◆ Instructions for the task ◆
Once you find the line with "format | one point per instance, each point like [40, 324];" in the data that follows, repeat it and every line after it exactly, through the line with "target | mown grass".

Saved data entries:

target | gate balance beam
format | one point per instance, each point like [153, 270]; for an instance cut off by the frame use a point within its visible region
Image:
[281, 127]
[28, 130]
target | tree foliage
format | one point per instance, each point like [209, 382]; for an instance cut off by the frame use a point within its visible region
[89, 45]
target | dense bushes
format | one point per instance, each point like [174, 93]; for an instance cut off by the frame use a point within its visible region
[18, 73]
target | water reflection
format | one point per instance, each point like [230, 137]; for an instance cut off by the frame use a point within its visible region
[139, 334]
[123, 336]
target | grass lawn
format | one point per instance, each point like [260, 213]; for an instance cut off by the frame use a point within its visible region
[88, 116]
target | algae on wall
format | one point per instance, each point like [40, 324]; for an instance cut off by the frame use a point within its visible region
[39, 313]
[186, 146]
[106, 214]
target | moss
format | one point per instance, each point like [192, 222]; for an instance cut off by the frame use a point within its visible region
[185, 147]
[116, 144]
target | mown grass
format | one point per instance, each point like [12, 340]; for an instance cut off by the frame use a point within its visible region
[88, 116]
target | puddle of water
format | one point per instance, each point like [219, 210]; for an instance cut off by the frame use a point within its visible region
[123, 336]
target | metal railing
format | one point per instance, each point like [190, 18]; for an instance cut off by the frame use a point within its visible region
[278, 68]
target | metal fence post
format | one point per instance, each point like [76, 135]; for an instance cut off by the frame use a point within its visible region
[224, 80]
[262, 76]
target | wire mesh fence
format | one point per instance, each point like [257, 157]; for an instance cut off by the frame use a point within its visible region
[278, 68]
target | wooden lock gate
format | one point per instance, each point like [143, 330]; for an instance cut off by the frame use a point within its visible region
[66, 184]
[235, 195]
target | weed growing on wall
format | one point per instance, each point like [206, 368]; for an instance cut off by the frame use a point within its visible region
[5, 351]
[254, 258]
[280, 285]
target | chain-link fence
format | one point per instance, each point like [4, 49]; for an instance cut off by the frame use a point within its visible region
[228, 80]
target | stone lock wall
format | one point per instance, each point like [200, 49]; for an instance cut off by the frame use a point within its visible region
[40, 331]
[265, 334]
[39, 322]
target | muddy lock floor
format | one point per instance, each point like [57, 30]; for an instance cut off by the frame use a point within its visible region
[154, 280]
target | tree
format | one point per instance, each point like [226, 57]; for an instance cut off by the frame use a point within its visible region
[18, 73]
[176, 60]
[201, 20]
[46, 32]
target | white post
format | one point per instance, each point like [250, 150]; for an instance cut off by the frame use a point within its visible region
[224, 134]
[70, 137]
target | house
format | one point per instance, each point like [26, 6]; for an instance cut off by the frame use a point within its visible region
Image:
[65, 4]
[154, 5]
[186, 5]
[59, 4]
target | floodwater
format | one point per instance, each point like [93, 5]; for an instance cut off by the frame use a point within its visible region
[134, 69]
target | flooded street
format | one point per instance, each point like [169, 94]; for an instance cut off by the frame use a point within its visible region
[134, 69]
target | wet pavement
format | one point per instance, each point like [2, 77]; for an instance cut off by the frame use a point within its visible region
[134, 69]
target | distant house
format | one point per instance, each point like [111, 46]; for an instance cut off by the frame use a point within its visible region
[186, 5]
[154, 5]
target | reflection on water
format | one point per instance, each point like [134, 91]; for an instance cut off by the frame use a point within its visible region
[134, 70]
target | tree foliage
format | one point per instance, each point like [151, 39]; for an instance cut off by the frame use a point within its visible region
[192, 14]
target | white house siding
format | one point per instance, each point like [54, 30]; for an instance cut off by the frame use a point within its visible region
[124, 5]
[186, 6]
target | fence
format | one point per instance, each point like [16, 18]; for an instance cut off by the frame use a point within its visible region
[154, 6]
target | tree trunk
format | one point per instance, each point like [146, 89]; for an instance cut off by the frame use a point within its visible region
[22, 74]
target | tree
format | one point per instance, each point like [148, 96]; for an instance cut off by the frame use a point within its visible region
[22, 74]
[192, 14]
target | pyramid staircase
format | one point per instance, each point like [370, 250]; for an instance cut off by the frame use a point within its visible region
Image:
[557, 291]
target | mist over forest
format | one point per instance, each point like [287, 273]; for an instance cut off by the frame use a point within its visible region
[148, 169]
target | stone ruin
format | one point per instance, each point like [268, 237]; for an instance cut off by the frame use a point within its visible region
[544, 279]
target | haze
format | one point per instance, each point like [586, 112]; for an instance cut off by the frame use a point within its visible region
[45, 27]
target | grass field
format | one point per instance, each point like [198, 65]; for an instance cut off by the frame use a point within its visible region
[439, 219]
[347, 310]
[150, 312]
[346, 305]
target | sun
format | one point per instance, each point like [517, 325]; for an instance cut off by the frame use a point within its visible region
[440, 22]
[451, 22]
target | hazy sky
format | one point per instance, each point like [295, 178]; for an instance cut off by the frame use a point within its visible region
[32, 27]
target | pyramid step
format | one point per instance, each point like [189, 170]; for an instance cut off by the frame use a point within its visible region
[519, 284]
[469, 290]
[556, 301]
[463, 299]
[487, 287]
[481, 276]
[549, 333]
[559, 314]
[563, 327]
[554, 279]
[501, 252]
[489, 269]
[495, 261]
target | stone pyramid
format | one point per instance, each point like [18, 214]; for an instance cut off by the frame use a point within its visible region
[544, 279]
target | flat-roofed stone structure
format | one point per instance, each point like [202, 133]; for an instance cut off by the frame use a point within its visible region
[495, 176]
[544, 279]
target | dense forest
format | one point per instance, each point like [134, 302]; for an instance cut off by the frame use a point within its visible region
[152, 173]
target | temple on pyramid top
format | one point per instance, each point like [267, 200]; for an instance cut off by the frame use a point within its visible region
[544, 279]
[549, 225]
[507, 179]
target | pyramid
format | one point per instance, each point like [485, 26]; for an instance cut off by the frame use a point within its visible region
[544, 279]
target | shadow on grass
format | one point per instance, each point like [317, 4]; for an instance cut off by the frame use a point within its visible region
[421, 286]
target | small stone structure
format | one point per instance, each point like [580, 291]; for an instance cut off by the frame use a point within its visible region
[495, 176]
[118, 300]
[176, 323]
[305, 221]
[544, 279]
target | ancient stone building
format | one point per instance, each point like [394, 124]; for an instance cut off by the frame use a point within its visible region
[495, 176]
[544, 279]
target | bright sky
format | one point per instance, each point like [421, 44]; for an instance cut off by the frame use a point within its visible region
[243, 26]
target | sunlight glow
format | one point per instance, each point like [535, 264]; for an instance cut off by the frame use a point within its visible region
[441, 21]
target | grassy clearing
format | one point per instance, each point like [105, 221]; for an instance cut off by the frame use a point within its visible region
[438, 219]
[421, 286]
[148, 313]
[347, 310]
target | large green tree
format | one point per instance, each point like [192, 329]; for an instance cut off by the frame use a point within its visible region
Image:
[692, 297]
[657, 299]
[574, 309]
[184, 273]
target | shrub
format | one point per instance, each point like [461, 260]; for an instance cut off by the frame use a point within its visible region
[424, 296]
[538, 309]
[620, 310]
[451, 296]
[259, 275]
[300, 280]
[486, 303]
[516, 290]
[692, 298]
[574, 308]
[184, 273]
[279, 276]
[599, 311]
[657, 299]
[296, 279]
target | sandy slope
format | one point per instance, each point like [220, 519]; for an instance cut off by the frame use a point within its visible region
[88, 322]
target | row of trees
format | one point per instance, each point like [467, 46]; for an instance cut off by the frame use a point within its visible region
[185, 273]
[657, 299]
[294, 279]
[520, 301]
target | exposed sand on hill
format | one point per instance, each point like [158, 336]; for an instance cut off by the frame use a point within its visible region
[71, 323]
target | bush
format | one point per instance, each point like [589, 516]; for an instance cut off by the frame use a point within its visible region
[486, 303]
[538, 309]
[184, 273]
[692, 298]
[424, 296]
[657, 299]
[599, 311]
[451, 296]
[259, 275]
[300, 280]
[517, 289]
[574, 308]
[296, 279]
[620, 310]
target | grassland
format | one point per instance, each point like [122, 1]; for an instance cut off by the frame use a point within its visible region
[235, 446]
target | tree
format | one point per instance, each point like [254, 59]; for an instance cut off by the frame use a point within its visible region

◆ Task result ◆
format | one point per instance, each point like [40, 324]; for an instance cut off by the frame use a point within its visible region
[39, 313]
[186, 146]
[106, 214]
target | moss
format | one point per instance, each point like [192, 222]; for an instance cut off by the frame use a point within its visible region
[185, 147]
[116, 144]
target | mown grass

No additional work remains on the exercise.